Task description:
Write out all of the records below word for word, but leave out the pictures.
☆ ☆ ☆
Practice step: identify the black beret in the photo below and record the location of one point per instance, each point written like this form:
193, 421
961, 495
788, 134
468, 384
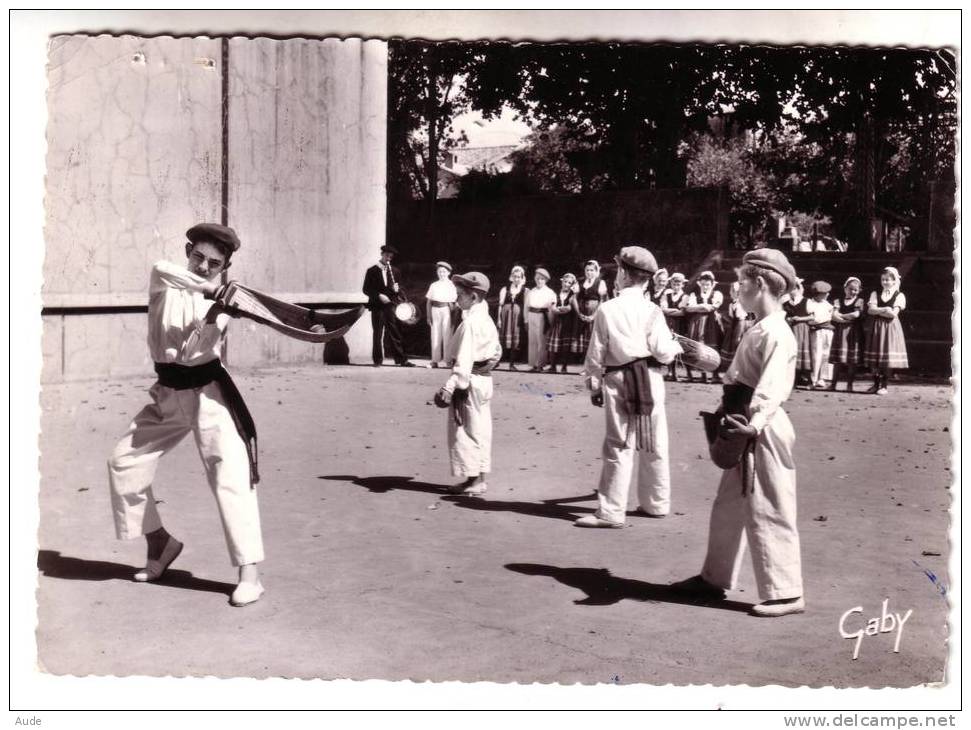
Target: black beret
773, 260
214, 233
637, 257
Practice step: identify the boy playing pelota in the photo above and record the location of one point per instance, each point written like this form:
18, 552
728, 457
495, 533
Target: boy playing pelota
194, 394
758, 508
475, 350
630, 346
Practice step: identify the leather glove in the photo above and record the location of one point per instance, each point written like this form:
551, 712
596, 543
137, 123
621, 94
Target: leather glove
443, 399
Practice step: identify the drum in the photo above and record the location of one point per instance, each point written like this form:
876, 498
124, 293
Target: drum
406, 313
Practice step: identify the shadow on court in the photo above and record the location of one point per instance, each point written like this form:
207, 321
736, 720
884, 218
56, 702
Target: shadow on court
54, 565
551, 509
603, 589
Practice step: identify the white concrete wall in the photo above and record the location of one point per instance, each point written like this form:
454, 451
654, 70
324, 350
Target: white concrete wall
307, 154
135, 158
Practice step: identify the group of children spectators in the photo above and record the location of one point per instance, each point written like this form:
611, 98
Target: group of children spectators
836, 338
549, 328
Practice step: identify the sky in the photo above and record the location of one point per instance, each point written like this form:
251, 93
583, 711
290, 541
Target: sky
503, 130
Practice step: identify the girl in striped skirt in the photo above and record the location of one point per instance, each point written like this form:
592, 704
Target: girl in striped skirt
439, 302
704, 322
847, 350
885, 348
592, 293
538, 303
511, 317
798, 317
659, 285
562, 335
673, 301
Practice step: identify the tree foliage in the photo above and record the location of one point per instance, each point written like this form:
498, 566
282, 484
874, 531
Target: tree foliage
844, 131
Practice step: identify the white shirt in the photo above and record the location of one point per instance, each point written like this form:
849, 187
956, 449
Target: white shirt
475, 340
766, 361
821, 312
627, 328
511, 292
442, 291
541, 298
177, 327
714, 299
900, 301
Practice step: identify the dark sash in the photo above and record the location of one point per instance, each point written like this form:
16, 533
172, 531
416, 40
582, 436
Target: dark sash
639, 401
186, 377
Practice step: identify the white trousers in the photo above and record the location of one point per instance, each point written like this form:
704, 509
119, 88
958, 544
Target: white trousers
470, 445
821, 340
537, 355
157, 428
441, 327
619, 454
764, 520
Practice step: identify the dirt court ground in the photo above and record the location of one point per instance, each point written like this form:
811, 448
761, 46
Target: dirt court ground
373, 572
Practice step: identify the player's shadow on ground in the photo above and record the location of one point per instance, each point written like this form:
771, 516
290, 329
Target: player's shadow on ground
548, 508
604, 589
385, 484
54, 565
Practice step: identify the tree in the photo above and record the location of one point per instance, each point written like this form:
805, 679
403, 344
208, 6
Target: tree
729, 163
430, 84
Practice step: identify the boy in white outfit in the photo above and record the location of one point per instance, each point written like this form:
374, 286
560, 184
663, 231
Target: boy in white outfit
475, 350
194, 394
759, 511
630, 347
☆ ☆ ☆
Reply to the task:
Practice step: identify the black beret in the photo below and record the location of one point per instance, each point written like this form:
193, 421
961, 495
788, 134
468, 384
Target: black beret
773, 260
214, 233
637, 257
Practice step: identify the boy playing pelota in the photo above and record the location of one point per instance, each point written like this form:
18, 552
728, 457
495, 533
Target: boy playing pelota
194, 394
758, 508
475, 350
630, 346
Practice step: identify the leather glove in the photo above and record the location of one point per instance, each point written like this form:
551, 712
596, 543
137, 123
621, 94
Target: leather glove
443, 399
Practice step: identify the drum in the photo above and record the location of one point per instance, each point written like this form:
876, 498
124, 293
Target: drum
406, 313
Practice step: identify the shadow on court in the photo above and record the location of one point per instance, each point written like this form:
207, 321
736, 720
884, 218
56, 702
Target: shadow on court
54, 565
551, 509
603, 589
Practice step: identify the white concrete wall in the photo above and record the location of one point per instance, each point written like this form:
454, 451
654, 70
324, 350
Target: white concrete wall
307, 154
135, 158
Practice step: identify the group of children spectators in the photo above and record the location of one point per instance, each point written like this form:
611, 98
Target: group of children spectators
836, 338
549, 328
Practice step: identify the sky in the photo above and record the location of one point per instance, each point written like this form:
251, 93
583, 711
290, 541
Target: sky
503, 130
Practice step: identify the girl in striped skirt in the photo above and record the location of one point per instance, each point written like this form:
592, 704
Target: girl in striped skirt
439, 302
704, 322
847, 350
885, 348
592, 293
538, 303
511, 317
798, 317
659, 285
562, 335
673, 301
Practice step: identify the tree foliage in the photo above and record the location of one point per instance, each point written like this form:
498, 566
282, 484
874, 531
Target: tree foliage
844, 131
Practice step: identify the white shirt in the photo above and record the location of one point per instance, each point written like this form:
849, 187
956, 449
Target: white shirt
475, 340
766, 361
821, 312
627, 328
511, 292
442, 291
541, 298
177, 327
714, 299
900, 301
Practice step: identify the dark sash in the photo above and record the location of one point per instance, each point written like this form:
16, 533
172, 531
416, 40
582, 436
Target: dark sash
639, 401
186, 377
Practice step: identify the white trousers in the photo above and record the location of one point per instance, each point written like this form:
704, 509
119, 88
958, 544
Target: white trousers
470, 445
821, 340
537, 355
157, 428
441, 327
619, 454
764, 520
Practice step: identify the dirt court ground in the photo above and record the location of one point per instance, each point written like this form:
811, 448
761, 46
Target: dirt court ground
373, 572
Practice step: identify the player's shadow on ground in the photo above and record the location of one point per instance, each point written like this form:
771, 516
290, 329
Target: player's shadow on ground
548, 508
604, 589
385, 484
54, 565
Practice step: identify the tree in the photo above and record the location of one point per instance, each point written like this form:
805, 679
403, 344
208, 6
Target: tree
729, 163
430, 84
Practice step: identify the boy in white outfit in the photo above and record the location of one point per instance, each point written like this form:
374, 286
560, 184
663, 231
Target: boy in white outfit
475, 350
194, 394
759, 511
630, 347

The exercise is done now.